Passage to read:
--- BEGIN ---

Monday, August 25, 2008
Here's one of the first vases I made so I could display some of the lavender I grow. To uncomplicate my life a bit and to have more time to devote to things I love, I've decided to combine my gardening and ceramic blogs. From now on if you want to know what's happening in my gardens, you'll have to tune in to my ceramics blog at Blue Starr Gallery You'll probably see more about ceramics than gardening, but since a lot of my ceramics inspiration comes from nature and my gardens, you'll be able to hear about my gardening adventures too. Hope to see you at Blue Starr Gallery.
Wednesday, August 13, 2008
The jelly palm can grow to 20 feet, but usually only attains 12 feet or so. It has long curving palm leaves which are a silvery green color or blue green. I purchased my jelly palm four years ago as a 15 gallon sized plant at a local nursery. The palm produced fruit the second year. Now in its fourth year in the ground it is starting to show an actual trunk and is much larger. I'm looking forward to many visits to the palm in the next few weeks to harvest more of the delicious fruit.
Tuesday, August 5, 2008
The Black Monukka Grapes are now ripe and boy are they good, so sweet, and seedless too. This year they aren't quite as big as last year. I was reading that if it is a dry winter, the grapes need to be irrigated even before they put on leaves and I think I was negligent with this, so I will have to remember that from now on. In fact, probably all plants need water in the winter if it doesn't rain. Sometimes when plants have dropped their leaves it's easy to forget they need water since their leaves don't show any signs of water stress.
By the way this grape photo is one of my very favorite photographs I have taken in my gardens. I just love the wonderful dusky color of the grapes, almost like a water color painting. All my photographs are copyrighted. If you wish to use any of my photos, please contact me through Springville Lavender Gardens.

--- END ---

Data excerpt:
--- BEGIN ---

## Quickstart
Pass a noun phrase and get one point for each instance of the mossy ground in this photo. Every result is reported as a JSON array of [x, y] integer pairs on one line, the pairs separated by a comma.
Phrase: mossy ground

--- END ---

What this exercise asks:
[A] List the dates of all the posts in the garden blog.
[B] In the garden blog, why is it easy to forget to water plants in winter?
[C] Write out the garden blog's text from the words "Monday, August 25, 2008" up to and including the words "Blue Starr Gallery.".

Solutions to the exercise:
[A]
Monday, August 25, 2008
Wednesday, August 13, 2008
Tuesday, August 5, 2008

[B] When plants have dropped their leaves, there are no leaves to show signs of water stress. Nothing visible shows that they need water.

[C]
Monday, August 25, 2008
Here's one of the first vases I made so I could display some of the lavender I grow. To uncomplicate my life a bit and to have more time to devote to things I love, I've decided to combine my gardening and ceramic blogs. From now on if you want to know what's happening in my gardens, you'll have to tune in to my ceramics blog at Blue Starr Gallery You'll probably see more about ceramics than gardening, but since a lot of my ceramics inspiration comes from nature and my gardens, you'll be able to hear about my gardening adventures too. Hope to see you at Blue Starr Gallery.